= HOW TO COMPLETE THIS TASK =
Every line in the data below that includes "point" belongs in the answer, copied as it stands.

──────── THE DATA

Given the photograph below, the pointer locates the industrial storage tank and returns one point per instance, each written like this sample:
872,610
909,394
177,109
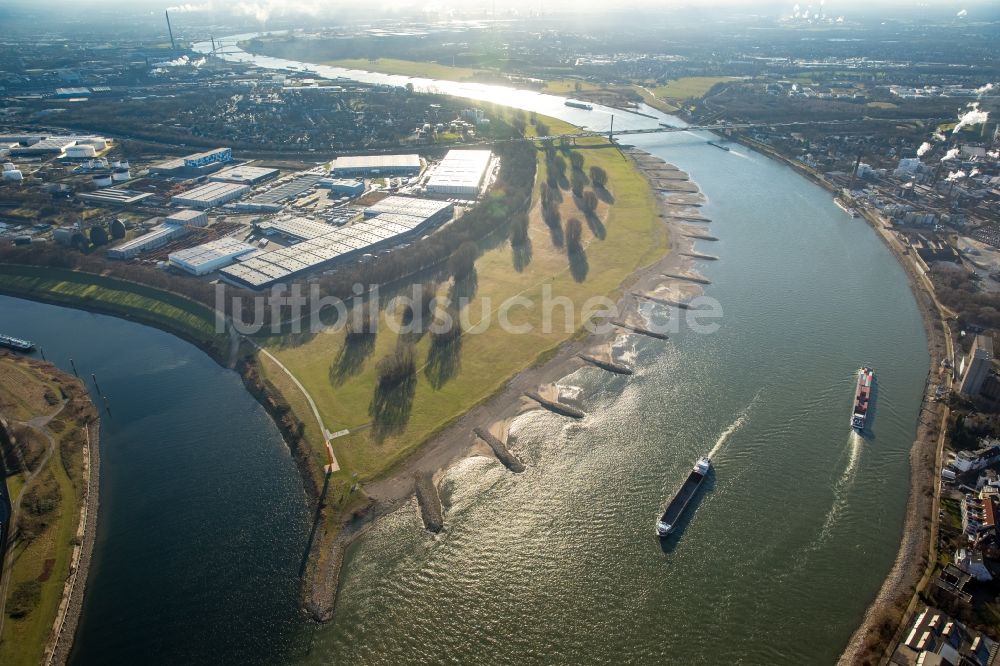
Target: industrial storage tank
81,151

────────────────
──────── THE DATA

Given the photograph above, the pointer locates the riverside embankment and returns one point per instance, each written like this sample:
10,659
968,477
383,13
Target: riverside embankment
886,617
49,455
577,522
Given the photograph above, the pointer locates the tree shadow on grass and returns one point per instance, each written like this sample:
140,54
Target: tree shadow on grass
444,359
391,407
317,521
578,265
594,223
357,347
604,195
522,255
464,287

────────────────

= TASK ANSWER =
Given the photograph below, the pointer locates the industrial storage tank and returns one point per instance, each written like this sample:
Given the photograph above, the pointer locates the riverside embankment and returns one point per instance, each written like this sample:
Given the photograph above, the pointer locates the tree shadow on grass and returns one point per instance, each written like this sample:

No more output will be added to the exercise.